Exercise prompt:
All lines from the one containing "Target: white cheek patch" through the last line of the listing below are to be copied exactly. Exclude the pictures.

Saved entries
** START **

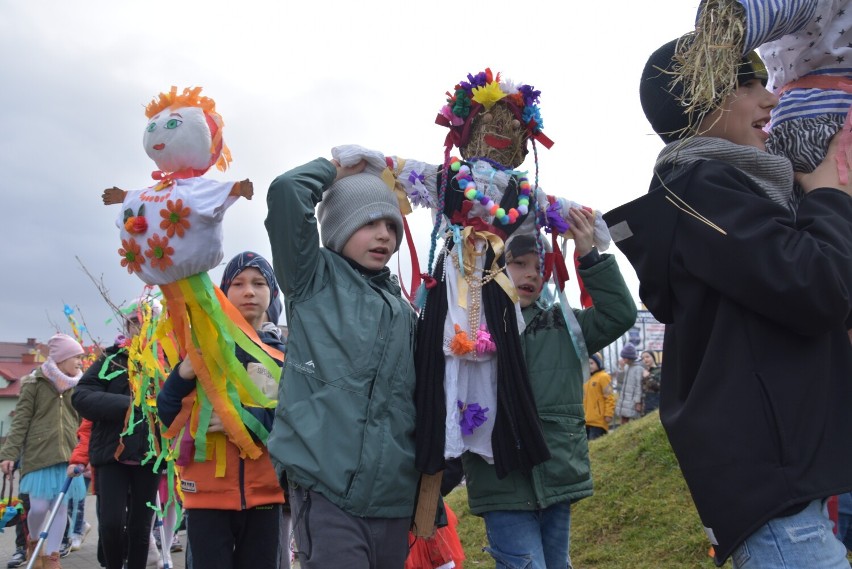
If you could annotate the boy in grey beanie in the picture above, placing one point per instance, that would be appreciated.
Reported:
(343, 436)
(353, 202)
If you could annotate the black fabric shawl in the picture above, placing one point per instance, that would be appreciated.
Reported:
(517, 439)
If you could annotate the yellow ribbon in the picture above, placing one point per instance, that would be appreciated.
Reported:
(216, 446)
(468, 251)
(391, 178)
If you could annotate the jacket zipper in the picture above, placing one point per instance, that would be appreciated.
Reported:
(242, 484)
(61, 421)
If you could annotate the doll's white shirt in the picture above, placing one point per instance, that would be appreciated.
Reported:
(201, 246)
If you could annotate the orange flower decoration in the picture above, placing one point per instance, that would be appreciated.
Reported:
(160, 253)
(131, 255)
(175, 218)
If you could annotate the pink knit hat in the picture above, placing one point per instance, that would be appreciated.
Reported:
(62, 347)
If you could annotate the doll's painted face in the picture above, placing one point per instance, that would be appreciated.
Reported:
(177, 139)
(497, 134)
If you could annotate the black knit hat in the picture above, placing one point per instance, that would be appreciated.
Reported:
(661, 96)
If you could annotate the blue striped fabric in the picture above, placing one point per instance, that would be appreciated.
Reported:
(769, 20)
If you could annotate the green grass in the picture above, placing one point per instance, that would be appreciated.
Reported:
(641, 516)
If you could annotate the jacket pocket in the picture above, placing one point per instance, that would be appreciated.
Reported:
(770, 413)
(569, 450)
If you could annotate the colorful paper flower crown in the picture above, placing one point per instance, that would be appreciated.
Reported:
(485, 89)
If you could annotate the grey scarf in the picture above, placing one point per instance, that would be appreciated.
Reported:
(772, 174)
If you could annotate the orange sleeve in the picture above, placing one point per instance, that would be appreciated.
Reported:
(80, 454)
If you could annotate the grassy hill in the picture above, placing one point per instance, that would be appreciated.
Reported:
(641, 516)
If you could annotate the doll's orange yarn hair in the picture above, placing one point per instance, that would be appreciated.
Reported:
(191, 97)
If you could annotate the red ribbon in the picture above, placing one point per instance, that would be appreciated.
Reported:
(415, 265)
(554, 263)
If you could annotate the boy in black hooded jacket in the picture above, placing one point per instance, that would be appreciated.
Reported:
(756, 300)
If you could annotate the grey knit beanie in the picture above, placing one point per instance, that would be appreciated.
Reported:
(352, 202)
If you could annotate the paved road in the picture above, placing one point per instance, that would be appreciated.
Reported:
(86, 557)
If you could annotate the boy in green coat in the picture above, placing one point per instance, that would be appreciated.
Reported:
(344, 427)
(528, 514)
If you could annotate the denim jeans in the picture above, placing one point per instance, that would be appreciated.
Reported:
(805, 540)
(536, 539)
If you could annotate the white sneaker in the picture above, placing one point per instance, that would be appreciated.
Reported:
(76, 541)
(154, 559)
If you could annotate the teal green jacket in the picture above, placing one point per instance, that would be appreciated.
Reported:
(44, 429)
(556, 377)
(344, 426)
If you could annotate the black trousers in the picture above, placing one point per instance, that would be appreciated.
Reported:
(124, 518)
(235, 539)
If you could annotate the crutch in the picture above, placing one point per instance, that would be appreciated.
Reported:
(42, 536)
(165, 545)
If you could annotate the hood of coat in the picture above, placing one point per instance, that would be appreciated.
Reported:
(644, 231)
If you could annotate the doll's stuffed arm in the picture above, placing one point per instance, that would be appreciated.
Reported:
(556, 211)
(243, 189)
(419, 180)
(113, 195)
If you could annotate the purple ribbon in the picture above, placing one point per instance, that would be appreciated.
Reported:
(473, 416)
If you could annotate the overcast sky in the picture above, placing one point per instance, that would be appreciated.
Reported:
(291, 80)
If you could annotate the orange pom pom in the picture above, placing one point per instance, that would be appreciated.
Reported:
(461, 343)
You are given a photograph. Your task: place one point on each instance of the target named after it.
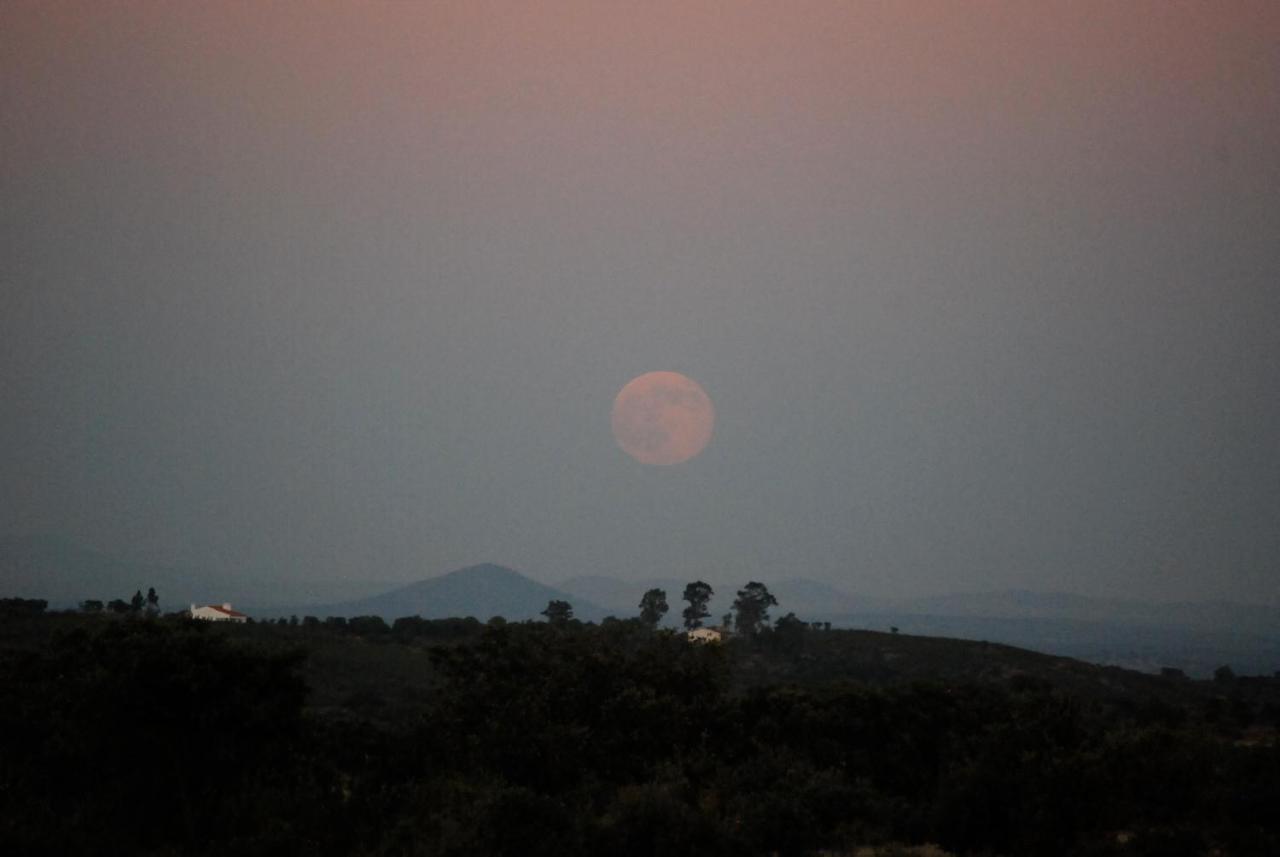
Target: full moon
(662, 418)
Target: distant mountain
(480, 591)
(1020, 604)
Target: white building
(705, 635)
(218, 613)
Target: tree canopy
(752, 608)
(699, 595)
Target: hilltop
(479, 591)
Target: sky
(984, 294)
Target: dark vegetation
(161, 736)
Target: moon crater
(662, 418)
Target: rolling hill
(479, 591)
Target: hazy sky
(986, 294)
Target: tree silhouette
(752, 608)
(653, 606)
(698, 594)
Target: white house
(705, 635)
(218, 613)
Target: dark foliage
(124, 734)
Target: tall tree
(752, 608)
(558, 612)
(653, 606)
(698, 594)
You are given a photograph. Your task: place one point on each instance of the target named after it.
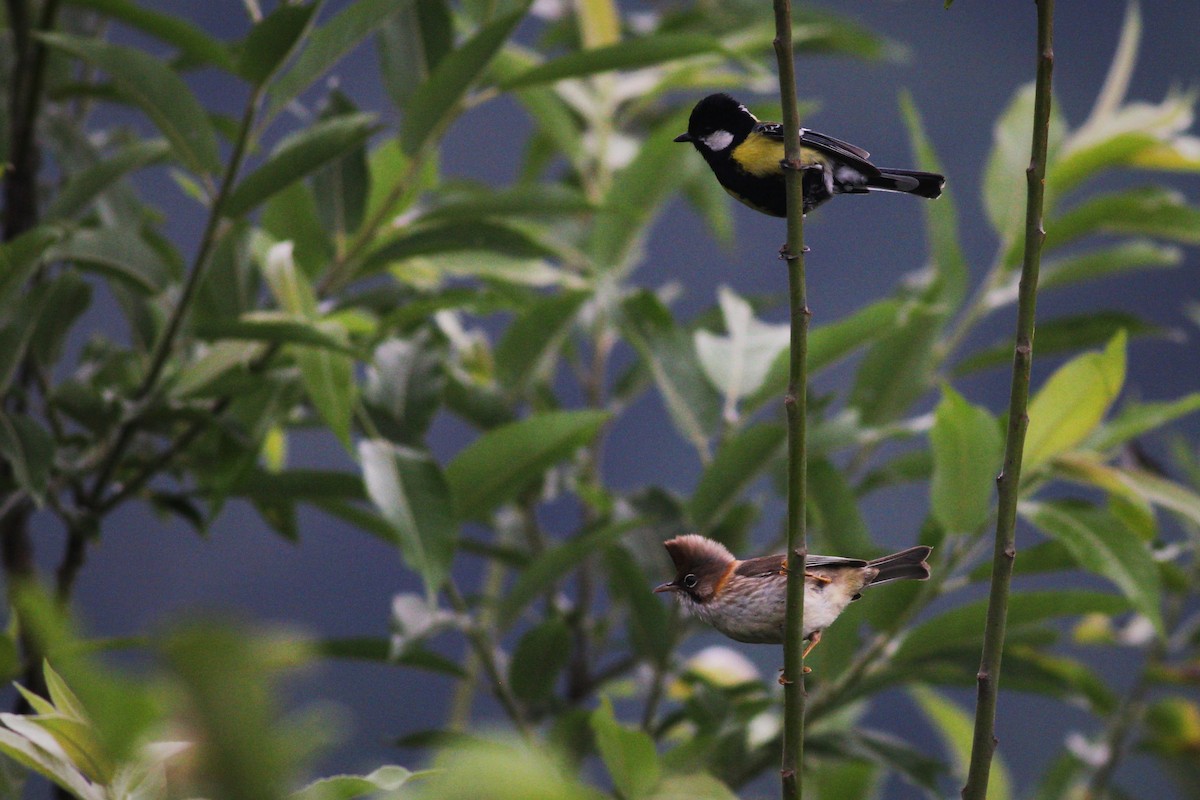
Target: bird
(747, 600)
(747, 156)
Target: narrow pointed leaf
(501, 463)
(967, 449)
(271, 40)
(630, 54)
(411, 492)
(435, 101)
(1099, 543)
(87, 185)
(161, 94)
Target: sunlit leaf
(957, 731)
(435, 101)
(499, 463)
(1073, 402)
(629, 755)
(151, 85)
(630, 54)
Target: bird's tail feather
(910, 181)
(905, 565)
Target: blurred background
(961, 67)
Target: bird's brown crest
(694, 552)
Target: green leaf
(412, 493)
(958, 731)
(151, 85)
(115, 253)
(737, 464)
(412, 42)
(629, 755)
(193, 44)
(941, 220)
(1099, 543)
(1061, 335)
(1123, 257)
(328, 43)
(348, 787)
(898, 368)
(29, 451)
(553, 564)
(961, 629)
(87, 185)
(1149, 211)
(829, 343)
(967, 449)
(631, 54)
(501, 463)
(1138, 419)
(737, 364)
(529, 347)
(297, 157)
(671, 360)
(648, 624)
(1073, 402)
(538, 659)
(19, 259)
(436, 101)
(405, 384)
(271, 41)
(639, 191)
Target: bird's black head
(718, 124)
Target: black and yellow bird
(747, 156)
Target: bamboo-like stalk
(791, 770)
(1008, 482)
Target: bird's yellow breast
(760, 155)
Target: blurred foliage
(341, 283)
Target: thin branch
(984, 741)
(791, 770)
(485, 653)
(167, 341)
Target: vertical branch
(1008, 482)
(795, 403)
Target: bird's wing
(852, 154)
(761, 566)
(766, 565)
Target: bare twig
(797, 408)
(988, 680)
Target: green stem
(485, 653)
(988, 680)
(791, 770)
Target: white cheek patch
(718, 140)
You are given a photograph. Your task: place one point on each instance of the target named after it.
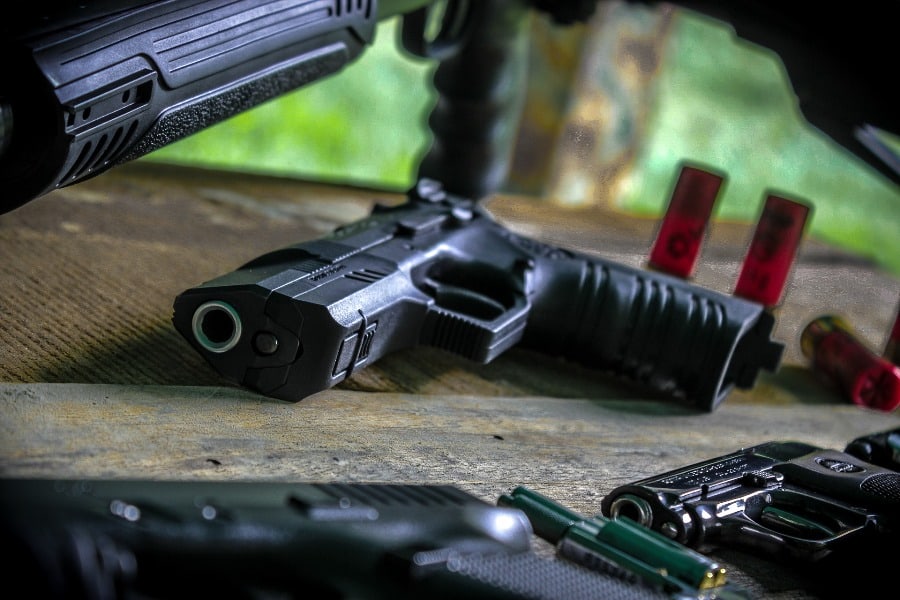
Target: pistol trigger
(467, 302)
(471, 324)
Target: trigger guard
(467, 302)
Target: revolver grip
(671, 335)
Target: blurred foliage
(718, 101)
(726, 103)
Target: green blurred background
(715, 101)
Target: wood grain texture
(95, 382)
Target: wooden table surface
(96, 382)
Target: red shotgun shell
(892, 348)
(772, 250)
(677, 244)
(865, 378)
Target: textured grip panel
(885, 486)
(659, 331)
(481, 92)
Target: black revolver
(783, 499)
(439, 271)
(132, 539)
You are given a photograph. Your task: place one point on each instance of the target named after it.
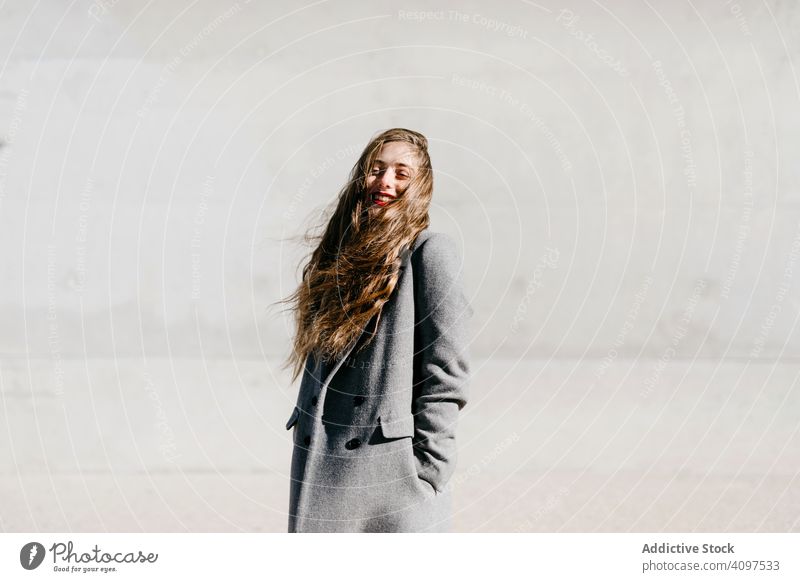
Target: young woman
(382, 345)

** END **

Written solution:
Target: white cheek patch
(718, 140)
You are given a photograph. Your task: place one point on each instance of the target named after it.
Target: pistol trigger
(467, 302)
(471, 324)
Target: trigger guard
(467, 302)
Target: revolver grip
(671, 335)
Target: blurred foliage
(718, 101)
(726, 103)
Target: green blurred background
(715, 101)
Target: wood grain texture
(95, 382)
Target: wooden table surface
(96, 382)
Target: red shotgun shell
(892, 348)
(772, 250)
(677, 244)
(865, 378)
Target: textured grip panel
(885, 486)
(659, 331)
(481, 92)
Target: black revolver
(783, 499)
(439, 271)
(132, 539)
You are given a photograph. Your task: place one point on each instance of the target named after it.
Target: young woman
(382, 345)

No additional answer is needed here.